◆ **Problema proposto a**
Extraia da listagem abaixo todas as linhas que contêm a palavra "white".

◆ **Documento de origem**
__________

3.2. Factos não provados
23. Não há factos relevantes para a apreciação da causa que não se tenham provado.
3.3. Fundamentação da fixação da matéria de facto
24. O Tribunal não tem que se pronunciar sobre todos os detalhes da matéria de facto que foi alegada pelas partes, cabendo-lhe o dever de selecionar os factos que interessam à decisão e discriminar a matéria que julga provada e declarar a que considera não provada (cfr. art. 123.º, n.º 2, do CPPT, e art. 607.º, n.º 3, do CPC, aplicáveis ex vi art. 29.º, n.º 1, alíneas a) e e), do RJAT).
25. Deste modo, os factos pertinentes para o julgamento da causa são selecionados e conformados em função da sua relevância jurídica, a qual é estabelecida em atenção às várias soluções para o objeto do litígio no direito aplicável (vd. art. 596.º, n.º 1, do CPC, aplicável ex vi art. 29.º, n.º 1, alínea e), do RJAT).
26. Assim, tendo em consideração as posições assumidas pelas partes, à luz do disposto no art. 110.º, n.º 7, do CPPT e os elementos constantes dos autos, consideram-se provados, com relevo para a decisão, os factos acima elencados.
3.4. Questão decidenda
27. A questão decidenda nos presentes autos – idêntica a outras sobre as quais a arbitragem do CAAD tem sido chamada a pronunciar-se – reconduz-se à apreciação da legalidade do indeferimento tácito do pedido de revisão oficiosa em referência e, nessa medida, da legalidade das liquidações de IRC por retenção na fonte acima identificadas, que incidiram sobre os dividendos de fonte portuguesa auferidos pelo Requerente em 2017, 2018, 2019 e 2020, em concreto, cumpre apurar se as liquidações de IRC por retenção na fonte em referência devem ser anuladas, por ilegais, com a inerente restituição do imposto indevidamente retido, no montante total de EUR 509.527,82, acrescido de juros indemnizatórios.
28. É, antes de mais, legítimo formular uma questão: o artigo 2.º, n.º 1 e 2, do RJAT abrange a declaração de ilegalidade de indeferimento tácito? Se o ato (de indeferimento tácito) do pedido de revisão oficiosa tem por objeto atos de liquidação, o meio processual idóneo para a sua impugnação contenciosa é o processo de impugnação judicial - artigo 97.º, n.º 1, alínea d) e p) do CPPT e o processo arbitral (alternativo à impugnação judicial). É esta a posição do Conselheiro Jorge Lopes de Sousa[1] quando observa que o artigo 2.º, n.º 1, al. a), do RJAT abrangerá “[t]ambém os casos em que o ato de segundo grau é o indeferimento de pedido de revisão oficiosa de ato tributário, pois não se vê qualquer razão para restringir” e, paralelamente, apesar de o artigo 2.º, n.º 1 referir-se à “declaração de ilegalidade de atos”, deve ser interpretado como integrando a declaração de ilegalidade de indeferimentos tácitos, na medida em que o artigo 10.º, n.º 1, do RJAT refere-se aos factos previstos no artigo 102.º, n.º 1 e 2, do CPPT, sendo que a formação de presunção de indeferimento tácito vem indicada na alínea d), n.º 1, do referido artigo 102.º. É também esta a posição da jurisprudência, veja-se, a título de exemplo, a decisão arbitral n.º 486/2020-T, de 26 de novembro de 2021. Há assim, no caso concreto, legitimidade para apreciar a legalidade do ato de indeferimento tácito do pedido de revisão oficiosa que comporta a apreciação da legalidade das liquidações de IRC, por retenção na fonte, do anos de 2017, 2018, 2019 e 2020.

__________

◆ **Problema proposto b**
Por favor, edite o trecho da decisão arbitral que começa em "3.3. Fundamentação da" e termina em "e e), do RJAT).", substituindo "Tribunal" por "Tribunal Arbitral".

◆ **Dados fornecidos**
__________

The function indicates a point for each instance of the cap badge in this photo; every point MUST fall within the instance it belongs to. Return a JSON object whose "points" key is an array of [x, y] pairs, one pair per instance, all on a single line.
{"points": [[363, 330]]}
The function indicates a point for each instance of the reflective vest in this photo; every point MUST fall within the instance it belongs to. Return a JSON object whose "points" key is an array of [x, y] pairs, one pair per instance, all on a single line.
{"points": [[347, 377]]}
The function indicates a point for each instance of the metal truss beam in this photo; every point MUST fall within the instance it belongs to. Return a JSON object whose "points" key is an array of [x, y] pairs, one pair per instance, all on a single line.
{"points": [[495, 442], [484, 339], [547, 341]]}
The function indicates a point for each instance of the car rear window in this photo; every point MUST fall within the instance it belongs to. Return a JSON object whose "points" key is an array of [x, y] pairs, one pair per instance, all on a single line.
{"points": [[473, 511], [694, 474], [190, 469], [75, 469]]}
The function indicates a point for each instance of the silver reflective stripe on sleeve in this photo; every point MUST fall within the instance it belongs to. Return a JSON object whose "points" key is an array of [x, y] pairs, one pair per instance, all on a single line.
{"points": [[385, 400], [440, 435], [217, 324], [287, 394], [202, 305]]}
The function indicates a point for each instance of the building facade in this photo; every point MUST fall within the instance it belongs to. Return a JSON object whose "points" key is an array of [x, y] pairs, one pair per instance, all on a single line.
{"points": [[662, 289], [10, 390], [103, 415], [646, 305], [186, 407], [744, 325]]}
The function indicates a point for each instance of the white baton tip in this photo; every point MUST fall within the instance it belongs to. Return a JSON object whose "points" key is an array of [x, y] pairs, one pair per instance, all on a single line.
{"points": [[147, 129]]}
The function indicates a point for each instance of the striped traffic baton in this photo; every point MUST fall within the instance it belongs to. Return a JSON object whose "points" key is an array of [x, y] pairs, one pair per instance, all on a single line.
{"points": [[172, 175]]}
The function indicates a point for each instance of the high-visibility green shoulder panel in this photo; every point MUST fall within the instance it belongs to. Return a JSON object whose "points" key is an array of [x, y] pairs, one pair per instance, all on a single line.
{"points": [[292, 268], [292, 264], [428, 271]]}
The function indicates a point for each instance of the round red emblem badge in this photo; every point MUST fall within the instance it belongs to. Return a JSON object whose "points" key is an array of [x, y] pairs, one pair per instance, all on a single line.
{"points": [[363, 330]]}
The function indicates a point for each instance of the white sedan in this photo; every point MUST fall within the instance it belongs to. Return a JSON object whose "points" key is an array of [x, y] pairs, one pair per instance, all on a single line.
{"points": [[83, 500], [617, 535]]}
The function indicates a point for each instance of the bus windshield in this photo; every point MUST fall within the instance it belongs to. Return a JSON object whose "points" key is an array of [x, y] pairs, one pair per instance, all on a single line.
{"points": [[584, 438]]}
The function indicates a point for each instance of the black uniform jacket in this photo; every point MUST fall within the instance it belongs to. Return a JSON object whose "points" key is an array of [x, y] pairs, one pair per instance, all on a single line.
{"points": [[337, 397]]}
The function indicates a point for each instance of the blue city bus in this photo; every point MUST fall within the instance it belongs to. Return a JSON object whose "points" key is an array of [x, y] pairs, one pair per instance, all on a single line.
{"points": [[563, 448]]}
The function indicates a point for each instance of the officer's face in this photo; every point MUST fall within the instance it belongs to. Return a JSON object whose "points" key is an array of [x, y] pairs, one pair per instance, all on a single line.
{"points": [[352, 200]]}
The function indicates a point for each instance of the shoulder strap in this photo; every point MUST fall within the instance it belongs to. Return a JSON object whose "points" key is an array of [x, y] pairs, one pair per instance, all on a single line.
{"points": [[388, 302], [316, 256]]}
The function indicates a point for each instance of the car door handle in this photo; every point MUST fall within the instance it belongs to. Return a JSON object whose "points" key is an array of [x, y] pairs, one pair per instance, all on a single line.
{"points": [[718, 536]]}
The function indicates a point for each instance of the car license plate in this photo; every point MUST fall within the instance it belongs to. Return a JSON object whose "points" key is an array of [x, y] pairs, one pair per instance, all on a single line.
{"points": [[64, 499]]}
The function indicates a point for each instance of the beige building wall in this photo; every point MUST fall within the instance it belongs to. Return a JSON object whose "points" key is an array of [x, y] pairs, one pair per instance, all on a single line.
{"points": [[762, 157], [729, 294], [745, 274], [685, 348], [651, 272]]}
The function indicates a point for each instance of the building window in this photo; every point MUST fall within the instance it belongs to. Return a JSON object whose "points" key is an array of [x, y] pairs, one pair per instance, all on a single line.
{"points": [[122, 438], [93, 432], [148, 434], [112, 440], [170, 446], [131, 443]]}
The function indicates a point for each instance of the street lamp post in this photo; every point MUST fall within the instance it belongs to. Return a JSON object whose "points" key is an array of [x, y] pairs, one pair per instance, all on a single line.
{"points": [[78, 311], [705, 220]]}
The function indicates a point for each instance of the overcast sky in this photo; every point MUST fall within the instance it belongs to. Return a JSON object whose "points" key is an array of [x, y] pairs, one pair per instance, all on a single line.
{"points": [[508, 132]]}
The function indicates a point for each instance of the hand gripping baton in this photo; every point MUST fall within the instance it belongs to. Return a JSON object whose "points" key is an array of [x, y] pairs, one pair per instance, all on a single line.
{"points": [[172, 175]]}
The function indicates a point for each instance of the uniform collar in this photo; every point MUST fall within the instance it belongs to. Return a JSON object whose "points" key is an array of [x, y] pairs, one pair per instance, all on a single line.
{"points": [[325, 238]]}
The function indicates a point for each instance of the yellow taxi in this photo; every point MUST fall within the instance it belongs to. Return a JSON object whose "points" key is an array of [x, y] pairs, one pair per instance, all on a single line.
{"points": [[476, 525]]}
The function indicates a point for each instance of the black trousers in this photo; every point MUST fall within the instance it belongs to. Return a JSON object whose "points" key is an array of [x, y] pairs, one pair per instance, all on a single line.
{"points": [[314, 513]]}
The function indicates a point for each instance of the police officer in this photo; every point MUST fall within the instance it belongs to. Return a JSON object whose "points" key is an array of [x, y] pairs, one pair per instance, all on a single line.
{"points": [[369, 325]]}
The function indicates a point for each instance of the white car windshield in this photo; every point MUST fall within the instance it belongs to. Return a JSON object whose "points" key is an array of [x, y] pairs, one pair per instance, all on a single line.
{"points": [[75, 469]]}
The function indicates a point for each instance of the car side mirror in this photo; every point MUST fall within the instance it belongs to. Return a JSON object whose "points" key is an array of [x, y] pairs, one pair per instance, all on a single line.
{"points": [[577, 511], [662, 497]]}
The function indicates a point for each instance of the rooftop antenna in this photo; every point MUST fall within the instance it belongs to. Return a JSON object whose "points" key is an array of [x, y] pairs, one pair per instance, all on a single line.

__________

◆ **Resposta final a**
The function indicates a point for each instance of the white baton tip in this photo; every point MUST fall within the instance it belongs to. Return a JSON object whose "points" key is an array of [x, y] pairs, one pair per instance, all on a single line.
The function indicates a point for each instance of the white sedan in this photo; every point MUST fall within the instance it belongs to. Return a JSON object whose "points" key is an array of [x, y] pairs, one pair per instance, all on a single line.
The function indicates a point for each instance of the white car windshield in this photo; every point MUST fall within the instance it belongs to. Return a JSON object whose "points" key is an array of [x, y] pairs, one pair per instance, all on a single line.

◆ **Resposta final b**
3.3. Fundamentação da fixação da matéria de facto
24. O Tribunal Arbitral não tem que se pronunciar sobre todos os detalhes da matéria de facto que foi alegada pelas partes, cabendo-lhe o dever de selecionar os factos que interessam à decisão e discriminar a matéria que julga provada e declarar a que considera não provada (cfr. art. 123.º, n.º 2, do CPPT, e art. 607.º, n.º 3, do CPC, aplicáveis ex vi art. 29.º, n.º 1, alíneas a) e e), do RJAT).